Every record must be restated exactly as written.

::::

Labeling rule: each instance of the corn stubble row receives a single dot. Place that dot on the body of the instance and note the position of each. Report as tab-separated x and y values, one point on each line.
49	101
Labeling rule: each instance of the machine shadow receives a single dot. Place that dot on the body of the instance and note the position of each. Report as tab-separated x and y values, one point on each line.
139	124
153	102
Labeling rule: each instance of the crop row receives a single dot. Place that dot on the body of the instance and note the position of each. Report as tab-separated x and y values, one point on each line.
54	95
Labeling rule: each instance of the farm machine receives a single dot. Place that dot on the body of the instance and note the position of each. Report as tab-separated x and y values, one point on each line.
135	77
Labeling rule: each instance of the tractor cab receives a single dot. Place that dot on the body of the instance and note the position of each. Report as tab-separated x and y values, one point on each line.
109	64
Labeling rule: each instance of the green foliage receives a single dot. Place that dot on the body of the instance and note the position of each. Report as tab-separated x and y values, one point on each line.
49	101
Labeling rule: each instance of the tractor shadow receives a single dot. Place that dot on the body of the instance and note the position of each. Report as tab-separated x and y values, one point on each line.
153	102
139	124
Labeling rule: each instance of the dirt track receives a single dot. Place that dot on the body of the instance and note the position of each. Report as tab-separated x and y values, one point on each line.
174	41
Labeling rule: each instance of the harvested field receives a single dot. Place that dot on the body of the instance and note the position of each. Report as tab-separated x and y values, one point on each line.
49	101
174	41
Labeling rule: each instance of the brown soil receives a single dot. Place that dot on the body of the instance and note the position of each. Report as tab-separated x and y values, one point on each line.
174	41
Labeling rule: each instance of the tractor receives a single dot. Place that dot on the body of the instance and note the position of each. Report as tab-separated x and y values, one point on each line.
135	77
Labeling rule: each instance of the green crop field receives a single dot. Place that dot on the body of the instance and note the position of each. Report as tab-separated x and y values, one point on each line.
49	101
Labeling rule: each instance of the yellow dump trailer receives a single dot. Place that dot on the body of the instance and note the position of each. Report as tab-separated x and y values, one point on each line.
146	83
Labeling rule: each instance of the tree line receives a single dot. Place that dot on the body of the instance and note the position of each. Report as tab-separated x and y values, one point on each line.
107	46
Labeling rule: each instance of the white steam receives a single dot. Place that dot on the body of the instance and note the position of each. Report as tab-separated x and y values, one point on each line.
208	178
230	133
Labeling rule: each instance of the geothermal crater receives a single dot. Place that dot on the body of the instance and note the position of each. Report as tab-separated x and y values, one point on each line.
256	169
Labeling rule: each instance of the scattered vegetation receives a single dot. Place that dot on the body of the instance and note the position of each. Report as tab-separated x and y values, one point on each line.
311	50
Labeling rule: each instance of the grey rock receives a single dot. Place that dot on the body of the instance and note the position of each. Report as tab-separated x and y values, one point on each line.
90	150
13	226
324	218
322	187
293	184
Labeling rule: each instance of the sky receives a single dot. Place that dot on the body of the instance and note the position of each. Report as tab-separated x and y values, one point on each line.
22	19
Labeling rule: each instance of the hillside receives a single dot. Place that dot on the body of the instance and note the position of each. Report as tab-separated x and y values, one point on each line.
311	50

::::

SOLUTION ->
Labeling rule: each instance of the corn stubble row receives a single dot. Place that dot on the body of the instance and note the position of each. Report as tab-separated x and y values, one point on each line.
49	101
Labeling rule: each instance of the machine shadow receives a single dot. Place that dot on the body of the instance and note the position of each. Report as tab-separated x and y values, one point on each line.
139	124
153	102
Labeling rule: each instance of the crop row receives a single dot. Place that dot on the body of the instance and note the position of each. Report as tab-separated x and y values, one point on each line.
54	95
Labeling rule: each instance of the farm machine receives a single dot. Place that dot on the body of the instance and note the position of each. Report as tab-separated x and y values, one point on each line.
135	77
Labeling rule: each instance of the tractor cab receives a single dot. Place that dot on the body of the instance and note the position of each. Report as tab-separated x and y values, one point on each line.
109	64
Labeling rule: each instance of the green foliage receives a single dot. Place that dot on the body of the instance and note the position of each. Report as tab-separated x and y values, one point on each line.
49	101
Labeling rule: each instance of the tractor shadow receives a single dot. Place that dot on the body of the instance and note the position of each. Report as tab-separated x and y values, one point on each line.
153	102
139	124
Labeling rule: each instance of the dirt track receives a single dot. Place that dot on the body of the instance and note the position of each. Report as tab-separated x and y values, one point on each line.
174	41
Labeling rule: each instance of the harvested field receives a single dot. Place that dot on the body of the instance and note the position of each. Report as tab-separated x and y values, one point on each line.
49	101
174	41
Labeling rule: each instance of the brown soil receives a single dot. Place that dot on the body of the instance and note the position of each. Report as tab-separated x and y values, one point on each line.
174	41
Labeling rule: each instance of the tractor receives a single dot. Place that dot on the body of the instance and note the position of each. Report as tab-separated x and y values, one point on each line.
135	77
Labeling rule: each instance of the green crop field receives a single dot. Place that dot on the body of the instance and note the position of each. Report as tab-separated x and y values, one point on each line.
49	101
Labeling rule: each instance of the yellow dump trailer receives a single dot. Place that dot on the body of the instance and note the position of each. Report as tab-separated x and y values, one point on each line.
146	83
Labeling rule: each instance of the tree line receives a single dot. Place that dot on the body of the instance and note the position of each. Report as tab-separated x and y values, one point on each line.
107	46
Labeling rule: each instance of the white steam receives a single dot. Place that dot on the body of the instance and note the position of each. Report as tab-separated x and y values, one point on each line.
208	178
230	133
Labeling rule: each instance of the geothermal crater receives a single dot. Place that dot on the body of the instance and note the position of each. Report as tab-separated x and y values, one point on each line.
256	169
Labeling rule: each instance of the scattered vegetation receives a single dot. Place that dot on the body of the instance and note the position of each. Report as tab-separated x and y values, one point on each line.
311	50
Labeling rule: each instance of the grey rock receives a single dot. Place that dot on the body of the instance and note the position of each. Report as tab-separated x and y values, one point on each line.
90	150
13	226
324	218
322	187
293	184
Labeling rule: each instance of the sky receives a single dot. Place that dot on the body of the instance and note the position of each. Report as tab-separated x and y values, one point on each line.
22	19
Labeling rule: each instance of the hillside receives a single dot. Place that dot on the body of the instance and note the position of each. Report as tab-separated x and y values, one point on each line.
311	50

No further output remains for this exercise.